*Schriftliche Aufgabe 1*:
Entnimm dem Textauszug über Gottes Liebe zur Schöpfung wortgetreu den Abschnitt, der mit den Worten „Gott liebt seine“ beginnt und mit den Worten „ausgebeutet zu werden.“ endet.
*Schriftliche Aufgabe 2*:
Stelle aus den Datensätzen den Teil, der mit der Zeile mit „Locate the grass“ beginnt und mit der Zeile mit „x=217, y=173“ endet, als nummerierte Liste ohne Leerzeilen dar. Lass die Bilder dabei weg.

*Textauszug*:
Gott liebt seine Schöpfung
Die damals schon formulierten Grundüberzeugungen sind bis heute gültig: „Wir bekräftigen, dass Gott die Schöpfung liebt. Land, Wasser, Luft, Wälder, Berge und alle Geschöpfe, einschließlich der Menschen, sind in Gottes Augen „gut“. Wir werden dem Anspruch widerstehen, alle geschaffenen Dinge dienten ledig­lich dazu, vom Menschen ausgebeutet zu werden.

Deshalb verpflichten wir uns als Mitglieder der lebendigen Schöpfungsgemeinschaft, in der wir eine unter vielen Arten sind, Mitarbeiter Gottes zu sein mit der moralischen Verantwortung, die Rechte kommender Generationen zu achten und die Ganzheit der Schöpfung zu bewahren; dafür wollen wir uns einsetzen um des eigenen Wertes willen, den die Schöpfung von Gott hat, und damit Gerechtigkeit geschaffen und erhalten werden kann.

*Daten*:

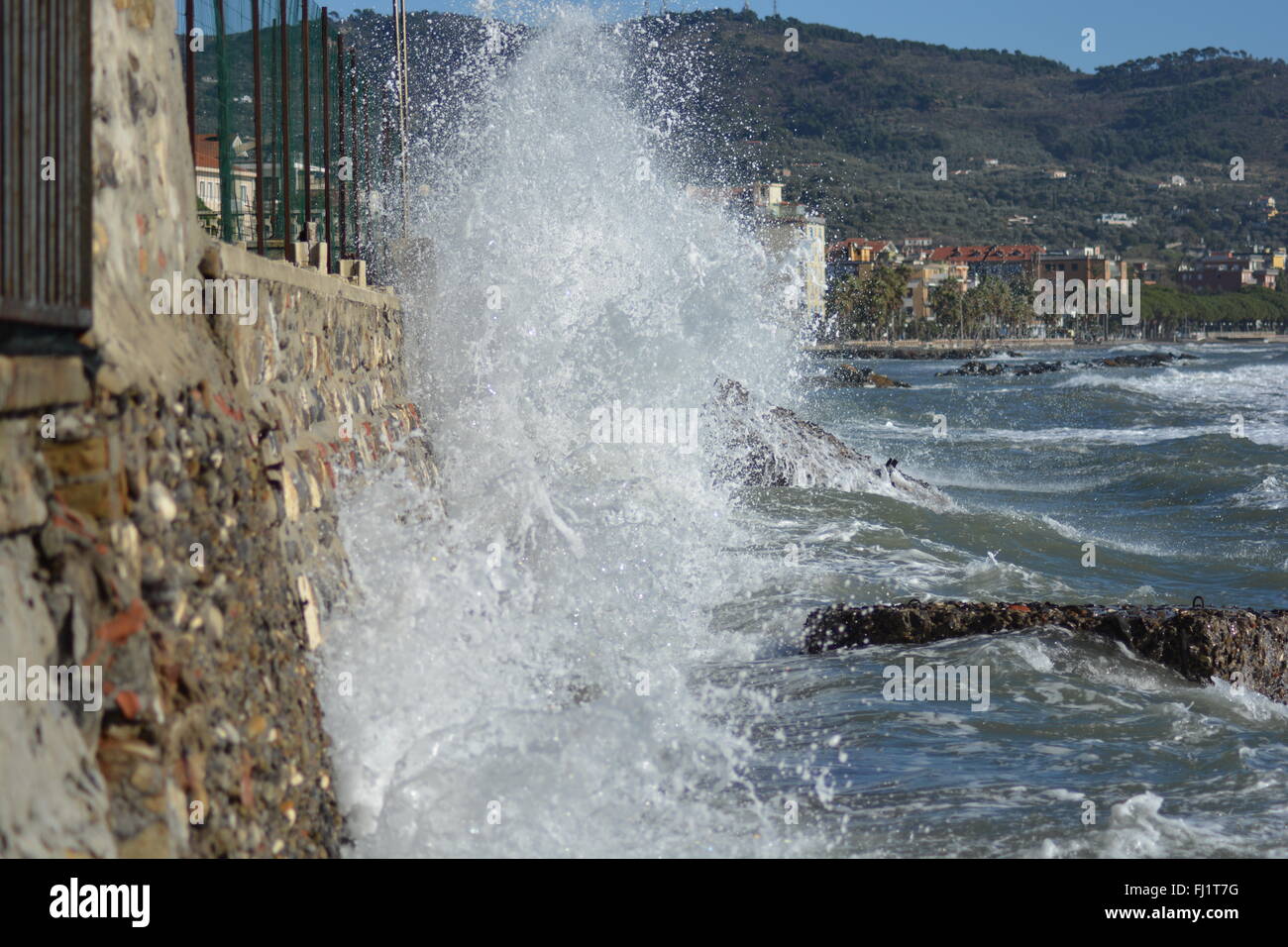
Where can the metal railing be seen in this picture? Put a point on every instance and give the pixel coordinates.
* * *
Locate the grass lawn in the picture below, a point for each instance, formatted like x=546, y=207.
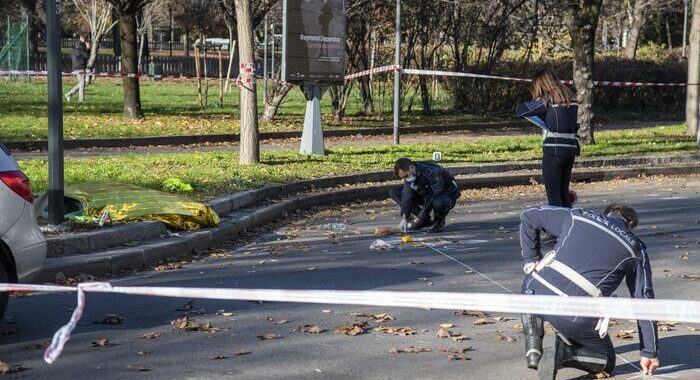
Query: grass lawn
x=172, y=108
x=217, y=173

*Lösung der Aufgabe 1*:
Gott liebt seine Schöpfung
Die damals schon formulierten Grundüberzeugungen sind bis heute gültig: „Wir bekräftigen, dass Gott die Schöpfung liebt. Land, Wasser, Luft, Wälder, Berge und alle Geschöpfe, einschließlich der Menschen, sind in Gottes Augen „gut“. Wir werden dem Anspruch widerstehen, alle geschaffenen Dinge dienten ledig­lich dazu, vom Menschen ausgebeutet zu werden.

*Lösung der Aufgabe 2*:
1. Locate the grass lawn in the picture below, a point for each instance, formatted like x=546, y=207.
2. Query: grass lawn
3. x=172, y=108
4. x=217, y=173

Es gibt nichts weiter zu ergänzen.